Ziel A:
Zwischen wie vielen Staaten besteht die Welterbekonvention laut dem Auszug über das Heumarkt-Projekt derzeit als völkerrechtlicher Vertrag?
Ziel B:
Prüfe für jede der folgenden Aussagen, ob sie mit dem Auszug über das Heumarkt-Projekt übereinstimmt, und belege dein Ja oder Nein mit den entscheidenden Worten des Auszugs: (i) Die Unesco forderte bis Anfang Februar eine überarbeitete Fassung des Projekts. (ii) Das neue Rechtsgutachten wurde von der Stadt Wien erstellt. (iii) Die Welterbekonvention erhält erst durch weitere innerstaatliche Rechtsakte Gesetzesrang.

Heumarkt – nächste Runde

Die unendliche Geschichte des Bauprojekts Intercontinental/Eislaufverein/Heumarkt (in letzter Zeit kurz „Heumarkt“ genannt) ist in ein neues Stadium getreten. Die Unesco verlangte bis Anfang Februar eine überarbeitete Version des Projekts, welches mit den Kriterien für den Weltkulturerbestatus von Wien bisher nicht kompatibel war und das in der nur unwesentlich redimensionierten Form ebenfalls nicht ist.

Das ist seit einiger Zeit bekannt, auch dass der Bürgermeister und die Vizebürgermeisterin diesen Umstand ignorieren wollen und in eigener Machtvollkommenheit beschlossen haben, das Projekt sei nun welterbetauglich. Sie gerieren sich sozusagen als Gutachter in eigener Sache. Neu ist ein seit kurzem offiziell vorliegendes Rechtsgutachten der Anwaltskanzlei List, aus dem hervorgeht, dass die Vorgangsweise der Stadt Wien einen Rechtsbruch darstellt.

Rechtliche Gegebenheiten

In diversen Zeitungsartikeln und Postings konnte man von seiten der Befürworter des Projekts immer wieder aufs Neue empörte Äußerungen lesen, was sich denn die Unesco einbilde, Österreich Vorschriften machen zu wollen. In Gegenkommentaren wurde mit Berufung auf einen gültigen Staatsvertrag gekontert.

Die Rechtsgrundlagen sind, vereinfacht dargestellt, die folgenden:

1993 trat Österreichs der Welterbekonvention bei (die im Wege des BGBl 60/1993 in Kraft trat. „Welterbekonvention“ ist die Kurzform für „Übereinkommen zum Schutz des Kultur- und Naturerbes der Welt“.) Dieses Übereinkommen ist ein völkerrechtlicher Vertrag zwischen derzeit 192 Staaten und hat ohne weitere innerstaatliche Rechtsakte Gesetzesrang. In der Präambel ist festgehalten, dass das Weltkulturerbe das Erbe der ganzen Menschheit darstellt.

Gemäß Artikel 4 der Welterbekonvention hat sich Österreich zum Schutz und zur Erhaltung in Bestand und Wertigkeit des Natur- und Kulturerbes innerhalb seines Hoheitsgebietes verpflichtet, ebenso zur Sicherung der Weitergabe an kommende Generationen. Der Wiener Landtag beziehungsweise Gemeinderat muss dieser Verpflichtung daher nachkommen und kann sich nicht außerhalb der Republik stellen.

Datenzeilen:

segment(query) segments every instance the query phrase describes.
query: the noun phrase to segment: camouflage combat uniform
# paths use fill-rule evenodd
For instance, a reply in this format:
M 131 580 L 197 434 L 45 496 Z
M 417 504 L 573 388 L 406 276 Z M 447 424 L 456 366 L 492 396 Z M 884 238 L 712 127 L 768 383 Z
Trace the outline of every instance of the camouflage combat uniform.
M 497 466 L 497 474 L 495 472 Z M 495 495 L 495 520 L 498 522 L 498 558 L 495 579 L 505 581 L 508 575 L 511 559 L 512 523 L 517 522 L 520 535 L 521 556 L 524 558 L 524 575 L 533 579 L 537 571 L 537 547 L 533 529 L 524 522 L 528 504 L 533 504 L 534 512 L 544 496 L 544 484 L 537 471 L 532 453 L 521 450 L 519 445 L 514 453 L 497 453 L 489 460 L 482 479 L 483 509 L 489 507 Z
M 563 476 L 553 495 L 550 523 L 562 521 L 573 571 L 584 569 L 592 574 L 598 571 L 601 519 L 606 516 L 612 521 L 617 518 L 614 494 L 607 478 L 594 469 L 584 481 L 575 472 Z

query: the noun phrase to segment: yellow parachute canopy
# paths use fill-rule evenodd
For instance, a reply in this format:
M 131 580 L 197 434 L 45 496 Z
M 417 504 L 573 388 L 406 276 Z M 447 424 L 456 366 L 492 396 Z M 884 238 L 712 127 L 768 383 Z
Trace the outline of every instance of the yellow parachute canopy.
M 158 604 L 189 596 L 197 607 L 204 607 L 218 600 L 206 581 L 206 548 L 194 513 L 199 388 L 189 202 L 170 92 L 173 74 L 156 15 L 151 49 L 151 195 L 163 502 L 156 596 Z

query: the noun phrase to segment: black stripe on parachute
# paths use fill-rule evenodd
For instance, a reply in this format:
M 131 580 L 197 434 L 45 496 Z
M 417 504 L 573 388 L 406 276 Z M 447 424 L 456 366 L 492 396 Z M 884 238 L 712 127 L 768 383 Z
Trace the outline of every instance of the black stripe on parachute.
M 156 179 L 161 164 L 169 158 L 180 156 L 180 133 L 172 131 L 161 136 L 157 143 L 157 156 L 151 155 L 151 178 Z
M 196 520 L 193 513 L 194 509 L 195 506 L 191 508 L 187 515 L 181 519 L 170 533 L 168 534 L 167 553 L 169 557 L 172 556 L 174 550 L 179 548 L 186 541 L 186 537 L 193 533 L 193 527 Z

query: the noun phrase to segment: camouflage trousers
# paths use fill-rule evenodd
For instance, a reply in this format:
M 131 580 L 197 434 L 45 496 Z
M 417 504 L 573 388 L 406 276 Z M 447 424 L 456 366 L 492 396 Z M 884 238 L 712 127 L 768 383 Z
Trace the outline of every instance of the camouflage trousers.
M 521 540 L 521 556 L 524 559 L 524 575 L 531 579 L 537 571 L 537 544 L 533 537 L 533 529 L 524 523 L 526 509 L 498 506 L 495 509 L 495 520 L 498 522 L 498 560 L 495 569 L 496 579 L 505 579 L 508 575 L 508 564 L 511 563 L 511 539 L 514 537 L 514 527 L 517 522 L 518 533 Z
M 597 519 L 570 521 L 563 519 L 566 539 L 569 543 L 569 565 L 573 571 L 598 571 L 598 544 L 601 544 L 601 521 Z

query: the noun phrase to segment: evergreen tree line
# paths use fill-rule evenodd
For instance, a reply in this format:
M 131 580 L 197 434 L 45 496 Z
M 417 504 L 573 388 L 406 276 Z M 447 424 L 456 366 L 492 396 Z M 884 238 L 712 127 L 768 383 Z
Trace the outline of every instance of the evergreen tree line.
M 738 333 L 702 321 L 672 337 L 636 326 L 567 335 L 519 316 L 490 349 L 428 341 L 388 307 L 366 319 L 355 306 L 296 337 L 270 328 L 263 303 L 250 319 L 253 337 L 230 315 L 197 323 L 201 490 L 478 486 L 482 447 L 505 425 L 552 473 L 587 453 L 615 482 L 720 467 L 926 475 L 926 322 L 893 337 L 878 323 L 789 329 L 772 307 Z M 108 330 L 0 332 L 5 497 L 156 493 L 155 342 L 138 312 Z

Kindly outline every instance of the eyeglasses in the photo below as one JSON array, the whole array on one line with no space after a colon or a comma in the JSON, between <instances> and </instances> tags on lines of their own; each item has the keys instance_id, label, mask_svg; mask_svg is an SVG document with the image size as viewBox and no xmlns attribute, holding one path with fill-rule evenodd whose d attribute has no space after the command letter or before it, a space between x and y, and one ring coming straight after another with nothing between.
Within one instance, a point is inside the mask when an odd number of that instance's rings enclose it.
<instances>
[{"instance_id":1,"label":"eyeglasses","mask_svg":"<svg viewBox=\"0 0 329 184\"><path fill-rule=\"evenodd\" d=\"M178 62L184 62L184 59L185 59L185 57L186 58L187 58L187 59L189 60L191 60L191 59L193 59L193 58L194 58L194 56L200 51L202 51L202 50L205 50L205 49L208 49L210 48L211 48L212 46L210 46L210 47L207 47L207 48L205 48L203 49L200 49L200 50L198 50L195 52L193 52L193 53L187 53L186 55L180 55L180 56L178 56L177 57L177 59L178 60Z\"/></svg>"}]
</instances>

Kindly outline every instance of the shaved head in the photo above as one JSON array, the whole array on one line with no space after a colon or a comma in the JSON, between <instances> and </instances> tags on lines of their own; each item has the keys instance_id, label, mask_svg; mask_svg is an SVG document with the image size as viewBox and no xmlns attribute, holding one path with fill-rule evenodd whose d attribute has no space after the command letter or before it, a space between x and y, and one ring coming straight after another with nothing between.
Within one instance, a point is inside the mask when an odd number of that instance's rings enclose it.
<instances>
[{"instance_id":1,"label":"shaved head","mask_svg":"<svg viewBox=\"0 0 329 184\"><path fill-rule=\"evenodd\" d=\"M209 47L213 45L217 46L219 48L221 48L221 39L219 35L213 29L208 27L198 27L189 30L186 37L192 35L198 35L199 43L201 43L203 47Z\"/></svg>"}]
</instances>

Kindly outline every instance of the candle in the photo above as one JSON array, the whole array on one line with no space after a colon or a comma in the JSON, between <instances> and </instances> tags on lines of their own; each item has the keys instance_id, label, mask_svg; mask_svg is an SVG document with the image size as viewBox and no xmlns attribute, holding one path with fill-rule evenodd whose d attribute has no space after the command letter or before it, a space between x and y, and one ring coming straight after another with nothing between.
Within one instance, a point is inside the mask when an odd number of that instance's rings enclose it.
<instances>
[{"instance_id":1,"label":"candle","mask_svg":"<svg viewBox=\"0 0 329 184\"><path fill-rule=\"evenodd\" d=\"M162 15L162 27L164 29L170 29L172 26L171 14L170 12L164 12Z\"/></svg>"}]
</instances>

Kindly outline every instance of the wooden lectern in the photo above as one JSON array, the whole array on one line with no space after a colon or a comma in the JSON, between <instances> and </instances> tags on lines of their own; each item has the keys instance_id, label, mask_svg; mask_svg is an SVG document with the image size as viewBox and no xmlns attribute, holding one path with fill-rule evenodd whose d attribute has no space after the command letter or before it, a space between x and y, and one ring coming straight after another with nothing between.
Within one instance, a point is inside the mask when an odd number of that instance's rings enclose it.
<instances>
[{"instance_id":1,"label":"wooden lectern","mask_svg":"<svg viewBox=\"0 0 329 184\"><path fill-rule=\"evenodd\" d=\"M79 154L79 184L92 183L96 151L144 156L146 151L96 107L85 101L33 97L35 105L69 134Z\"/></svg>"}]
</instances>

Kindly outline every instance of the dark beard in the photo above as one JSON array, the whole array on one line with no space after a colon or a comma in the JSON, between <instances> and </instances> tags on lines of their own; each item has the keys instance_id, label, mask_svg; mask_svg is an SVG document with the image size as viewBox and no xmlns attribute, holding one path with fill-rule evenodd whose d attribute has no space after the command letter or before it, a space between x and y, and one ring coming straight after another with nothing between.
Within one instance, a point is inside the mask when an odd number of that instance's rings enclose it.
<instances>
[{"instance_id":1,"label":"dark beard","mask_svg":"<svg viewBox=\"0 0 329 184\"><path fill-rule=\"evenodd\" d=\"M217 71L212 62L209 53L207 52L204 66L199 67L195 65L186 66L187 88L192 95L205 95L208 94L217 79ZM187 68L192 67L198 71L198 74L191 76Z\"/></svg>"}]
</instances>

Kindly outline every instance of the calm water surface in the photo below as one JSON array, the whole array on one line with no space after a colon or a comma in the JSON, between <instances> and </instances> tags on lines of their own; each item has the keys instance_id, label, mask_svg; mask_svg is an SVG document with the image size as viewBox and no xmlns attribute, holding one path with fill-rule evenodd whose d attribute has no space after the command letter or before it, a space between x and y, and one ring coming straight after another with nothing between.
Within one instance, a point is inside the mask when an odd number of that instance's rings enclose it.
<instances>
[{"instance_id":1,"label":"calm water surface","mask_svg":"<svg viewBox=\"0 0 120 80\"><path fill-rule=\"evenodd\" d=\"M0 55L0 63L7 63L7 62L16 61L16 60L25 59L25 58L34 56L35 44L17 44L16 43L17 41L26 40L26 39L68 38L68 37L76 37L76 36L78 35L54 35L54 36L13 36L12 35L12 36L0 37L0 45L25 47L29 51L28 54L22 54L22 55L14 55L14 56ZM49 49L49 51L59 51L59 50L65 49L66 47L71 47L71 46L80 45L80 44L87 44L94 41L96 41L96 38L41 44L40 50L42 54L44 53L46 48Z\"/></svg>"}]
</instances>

Vollständige Antwort A:
Zwischen derzeit 192 Staaten.

Vollständige Antwort B:
(i) Ja: „Die Unesco verlangte bis Anfang Februar eine überarbeitete Version des Projekts“
(ii) Nein: „ein seit kurzem offiziell vorliegendes Rechtsgutachten der Anwaltskanzlei List“
(iii) Nein: „hat ohne weitere innerstaatliche Rechtsakte Gesetzesrang“